◆ Problem statement ◆
Go through the material below, find each line with the word "blurred", and copy those lines.

◆ Provided entries ◆
-=-=-=-=-
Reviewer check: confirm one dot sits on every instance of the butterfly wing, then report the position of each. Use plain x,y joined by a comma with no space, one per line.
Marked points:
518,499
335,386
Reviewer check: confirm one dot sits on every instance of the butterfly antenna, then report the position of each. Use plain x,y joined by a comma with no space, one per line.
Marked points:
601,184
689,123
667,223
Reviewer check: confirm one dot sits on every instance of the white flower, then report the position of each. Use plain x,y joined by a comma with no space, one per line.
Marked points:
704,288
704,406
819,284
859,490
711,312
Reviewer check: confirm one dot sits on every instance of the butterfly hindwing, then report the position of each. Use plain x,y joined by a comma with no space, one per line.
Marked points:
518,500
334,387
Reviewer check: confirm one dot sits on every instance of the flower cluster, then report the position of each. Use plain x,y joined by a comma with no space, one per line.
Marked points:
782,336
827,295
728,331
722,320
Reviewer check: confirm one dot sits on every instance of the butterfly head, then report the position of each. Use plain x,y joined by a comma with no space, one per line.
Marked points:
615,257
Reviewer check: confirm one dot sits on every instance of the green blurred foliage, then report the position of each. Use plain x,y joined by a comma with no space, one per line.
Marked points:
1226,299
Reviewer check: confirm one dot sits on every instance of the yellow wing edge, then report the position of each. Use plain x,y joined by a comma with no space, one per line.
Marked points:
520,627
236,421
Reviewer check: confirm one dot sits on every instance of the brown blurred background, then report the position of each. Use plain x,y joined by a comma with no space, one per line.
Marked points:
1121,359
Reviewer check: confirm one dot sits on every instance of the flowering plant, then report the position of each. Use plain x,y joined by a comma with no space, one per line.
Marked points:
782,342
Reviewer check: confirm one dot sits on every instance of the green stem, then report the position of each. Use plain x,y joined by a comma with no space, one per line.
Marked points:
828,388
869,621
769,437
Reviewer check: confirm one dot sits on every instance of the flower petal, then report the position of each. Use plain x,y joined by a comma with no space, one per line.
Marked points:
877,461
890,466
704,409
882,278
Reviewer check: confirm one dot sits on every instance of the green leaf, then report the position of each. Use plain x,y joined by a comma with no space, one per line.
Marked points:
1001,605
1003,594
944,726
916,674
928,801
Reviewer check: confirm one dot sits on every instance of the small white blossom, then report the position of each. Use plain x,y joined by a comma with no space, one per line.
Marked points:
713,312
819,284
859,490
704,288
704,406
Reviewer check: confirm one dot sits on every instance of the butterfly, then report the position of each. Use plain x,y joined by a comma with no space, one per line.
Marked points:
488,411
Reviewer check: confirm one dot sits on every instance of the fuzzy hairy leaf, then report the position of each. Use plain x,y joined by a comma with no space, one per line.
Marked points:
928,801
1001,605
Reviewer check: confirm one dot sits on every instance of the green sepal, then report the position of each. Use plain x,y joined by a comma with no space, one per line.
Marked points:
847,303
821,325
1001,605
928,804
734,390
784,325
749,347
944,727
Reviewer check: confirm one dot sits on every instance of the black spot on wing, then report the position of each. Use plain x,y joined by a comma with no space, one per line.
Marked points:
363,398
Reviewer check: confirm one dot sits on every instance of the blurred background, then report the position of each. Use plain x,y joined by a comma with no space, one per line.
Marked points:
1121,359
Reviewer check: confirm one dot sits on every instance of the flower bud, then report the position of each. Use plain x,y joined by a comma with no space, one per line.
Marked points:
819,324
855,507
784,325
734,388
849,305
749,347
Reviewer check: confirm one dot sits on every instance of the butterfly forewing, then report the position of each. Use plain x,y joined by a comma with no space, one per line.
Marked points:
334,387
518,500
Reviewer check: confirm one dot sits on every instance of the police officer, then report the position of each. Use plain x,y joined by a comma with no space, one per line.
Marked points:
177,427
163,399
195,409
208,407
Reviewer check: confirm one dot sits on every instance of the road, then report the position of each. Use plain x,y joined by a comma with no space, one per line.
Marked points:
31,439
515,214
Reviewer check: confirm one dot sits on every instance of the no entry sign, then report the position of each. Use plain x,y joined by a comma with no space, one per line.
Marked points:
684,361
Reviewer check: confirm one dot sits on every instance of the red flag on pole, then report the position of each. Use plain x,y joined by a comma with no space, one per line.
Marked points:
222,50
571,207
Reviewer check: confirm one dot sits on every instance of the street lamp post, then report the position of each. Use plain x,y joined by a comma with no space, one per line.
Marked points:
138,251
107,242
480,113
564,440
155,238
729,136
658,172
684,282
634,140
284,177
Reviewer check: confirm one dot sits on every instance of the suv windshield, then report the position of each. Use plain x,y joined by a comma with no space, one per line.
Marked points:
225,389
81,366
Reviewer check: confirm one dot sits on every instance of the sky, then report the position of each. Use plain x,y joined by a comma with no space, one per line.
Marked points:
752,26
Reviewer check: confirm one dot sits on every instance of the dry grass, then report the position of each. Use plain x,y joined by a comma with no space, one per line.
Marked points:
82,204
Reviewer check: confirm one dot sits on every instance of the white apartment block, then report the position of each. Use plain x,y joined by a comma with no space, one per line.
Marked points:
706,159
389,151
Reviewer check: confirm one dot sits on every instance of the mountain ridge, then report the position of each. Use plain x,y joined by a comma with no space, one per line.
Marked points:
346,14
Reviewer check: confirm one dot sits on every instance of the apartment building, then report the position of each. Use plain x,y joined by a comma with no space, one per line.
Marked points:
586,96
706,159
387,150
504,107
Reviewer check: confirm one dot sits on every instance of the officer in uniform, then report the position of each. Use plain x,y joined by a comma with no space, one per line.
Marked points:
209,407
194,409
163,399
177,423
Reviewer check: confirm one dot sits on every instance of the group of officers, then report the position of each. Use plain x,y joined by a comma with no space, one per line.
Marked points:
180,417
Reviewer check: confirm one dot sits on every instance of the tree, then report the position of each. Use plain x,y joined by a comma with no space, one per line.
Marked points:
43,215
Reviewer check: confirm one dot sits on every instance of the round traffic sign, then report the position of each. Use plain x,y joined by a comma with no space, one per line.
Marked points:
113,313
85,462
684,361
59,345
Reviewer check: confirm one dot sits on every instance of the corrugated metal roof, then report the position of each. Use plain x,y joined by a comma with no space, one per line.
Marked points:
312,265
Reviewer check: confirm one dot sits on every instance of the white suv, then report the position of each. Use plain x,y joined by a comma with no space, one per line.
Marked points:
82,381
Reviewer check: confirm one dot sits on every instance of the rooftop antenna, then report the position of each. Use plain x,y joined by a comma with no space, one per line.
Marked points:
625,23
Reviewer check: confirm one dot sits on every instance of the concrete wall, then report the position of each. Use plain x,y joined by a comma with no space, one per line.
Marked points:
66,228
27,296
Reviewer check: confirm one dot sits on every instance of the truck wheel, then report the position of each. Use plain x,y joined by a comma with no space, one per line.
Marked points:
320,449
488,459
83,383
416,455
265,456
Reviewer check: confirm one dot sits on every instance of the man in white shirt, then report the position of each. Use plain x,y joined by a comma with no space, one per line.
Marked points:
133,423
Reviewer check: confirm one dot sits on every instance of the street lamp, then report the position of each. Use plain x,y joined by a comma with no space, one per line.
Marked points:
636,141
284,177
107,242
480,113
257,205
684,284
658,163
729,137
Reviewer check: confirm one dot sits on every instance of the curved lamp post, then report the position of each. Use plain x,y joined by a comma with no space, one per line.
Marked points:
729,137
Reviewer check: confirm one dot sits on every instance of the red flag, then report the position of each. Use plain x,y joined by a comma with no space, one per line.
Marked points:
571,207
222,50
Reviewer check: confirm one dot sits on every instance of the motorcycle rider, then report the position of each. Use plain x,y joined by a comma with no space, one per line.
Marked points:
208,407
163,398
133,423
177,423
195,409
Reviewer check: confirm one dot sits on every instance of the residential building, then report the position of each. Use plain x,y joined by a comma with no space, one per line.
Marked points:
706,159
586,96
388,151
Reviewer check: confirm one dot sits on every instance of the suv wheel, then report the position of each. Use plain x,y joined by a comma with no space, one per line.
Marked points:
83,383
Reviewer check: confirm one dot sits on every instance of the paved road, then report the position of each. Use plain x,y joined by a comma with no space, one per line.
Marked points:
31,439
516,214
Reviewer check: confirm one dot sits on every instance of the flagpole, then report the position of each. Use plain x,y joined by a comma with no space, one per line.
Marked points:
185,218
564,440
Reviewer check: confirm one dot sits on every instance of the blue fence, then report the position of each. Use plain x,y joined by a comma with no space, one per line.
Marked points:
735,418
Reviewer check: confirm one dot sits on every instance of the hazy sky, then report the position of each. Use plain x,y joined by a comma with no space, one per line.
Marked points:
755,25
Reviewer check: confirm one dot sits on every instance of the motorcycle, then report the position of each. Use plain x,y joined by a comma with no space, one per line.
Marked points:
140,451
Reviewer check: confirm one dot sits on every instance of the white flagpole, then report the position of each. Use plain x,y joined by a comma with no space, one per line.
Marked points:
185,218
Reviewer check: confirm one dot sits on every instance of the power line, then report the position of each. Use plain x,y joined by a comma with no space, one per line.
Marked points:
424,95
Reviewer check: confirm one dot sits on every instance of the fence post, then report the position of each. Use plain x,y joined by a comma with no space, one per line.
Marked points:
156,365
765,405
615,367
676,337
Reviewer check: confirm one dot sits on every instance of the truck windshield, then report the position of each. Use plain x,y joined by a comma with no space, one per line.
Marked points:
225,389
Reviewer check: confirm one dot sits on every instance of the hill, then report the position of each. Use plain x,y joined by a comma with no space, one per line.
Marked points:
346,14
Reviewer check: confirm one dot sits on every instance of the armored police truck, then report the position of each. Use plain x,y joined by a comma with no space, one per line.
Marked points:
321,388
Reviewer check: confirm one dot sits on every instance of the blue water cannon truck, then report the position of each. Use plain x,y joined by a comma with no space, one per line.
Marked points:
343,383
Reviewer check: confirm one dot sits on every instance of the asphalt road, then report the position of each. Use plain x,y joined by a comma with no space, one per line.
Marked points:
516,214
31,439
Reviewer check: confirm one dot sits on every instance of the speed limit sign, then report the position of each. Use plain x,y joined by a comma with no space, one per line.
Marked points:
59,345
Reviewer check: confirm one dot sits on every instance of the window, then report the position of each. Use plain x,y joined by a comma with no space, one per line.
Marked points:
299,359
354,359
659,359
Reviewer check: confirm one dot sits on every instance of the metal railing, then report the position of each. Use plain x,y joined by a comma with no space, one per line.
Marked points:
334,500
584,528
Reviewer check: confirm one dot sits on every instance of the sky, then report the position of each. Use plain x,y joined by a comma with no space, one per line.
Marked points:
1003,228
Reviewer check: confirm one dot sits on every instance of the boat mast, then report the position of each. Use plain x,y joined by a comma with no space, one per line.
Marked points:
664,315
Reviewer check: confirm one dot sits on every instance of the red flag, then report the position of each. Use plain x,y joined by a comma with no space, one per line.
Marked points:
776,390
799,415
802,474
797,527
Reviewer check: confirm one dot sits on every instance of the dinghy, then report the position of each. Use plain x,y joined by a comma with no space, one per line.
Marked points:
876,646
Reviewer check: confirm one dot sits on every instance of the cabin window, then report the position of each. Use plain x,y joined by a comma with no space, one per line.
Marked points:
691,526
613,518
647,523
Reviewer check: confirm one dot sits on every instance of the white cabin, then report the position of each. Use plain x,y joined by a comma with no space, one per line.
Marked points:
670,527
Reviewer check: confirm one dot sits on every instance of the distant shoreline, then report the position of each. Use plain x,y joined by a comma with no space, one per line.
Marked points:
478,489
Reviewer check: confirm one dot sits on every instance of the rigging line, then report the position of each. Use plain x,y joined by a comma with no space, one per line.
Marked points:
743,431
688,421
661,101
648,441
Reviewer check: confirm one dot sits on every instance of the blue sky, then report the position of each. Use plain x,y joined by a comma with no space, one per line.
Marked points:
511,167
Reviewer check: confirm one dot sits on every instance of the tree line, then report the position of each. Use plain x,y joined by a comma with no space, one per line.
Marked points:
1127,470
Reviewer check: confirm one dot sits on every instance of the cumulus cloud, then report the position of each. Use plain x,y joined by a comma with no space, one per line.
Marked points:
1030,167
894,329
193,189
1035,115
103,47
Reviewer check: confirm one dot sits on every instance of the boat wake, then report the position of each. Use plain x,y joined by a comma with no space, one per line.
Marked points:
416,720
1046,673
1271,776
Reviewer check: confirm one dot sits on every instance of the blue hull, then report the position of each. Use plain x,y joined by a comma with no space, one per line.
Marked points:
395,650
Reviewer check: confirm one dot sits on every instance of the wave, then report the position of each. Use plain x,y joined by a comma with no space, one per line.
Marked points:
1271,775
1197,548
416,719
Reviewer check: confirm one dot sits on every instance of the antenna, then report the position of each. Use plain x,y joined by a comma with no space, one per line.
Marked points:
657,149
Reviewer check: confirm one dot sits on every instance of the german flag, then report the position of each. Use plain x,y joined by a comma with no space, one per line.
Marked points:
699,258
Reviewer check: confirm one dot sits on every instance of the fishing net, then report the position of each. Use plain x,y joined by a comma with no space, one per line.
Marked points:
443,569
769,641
-=-=-=-=-
◆ Answer below ◆
Reviewer check: confirm one dot sits on every instance of the green blurred foliage, then report the position of each. Use plain x,y joined by a comma with no space, one per line.
Reviewer check: confirm one dot sits on every instance of the brown blurred background, then report the position of each. Use plain x,y joined by a comma with no space, one per line.
Reviewer check: confirm one dot sits on every instance of the blurred background, then report the position of each. Use plain x,y joined by a comma with no space, one per line.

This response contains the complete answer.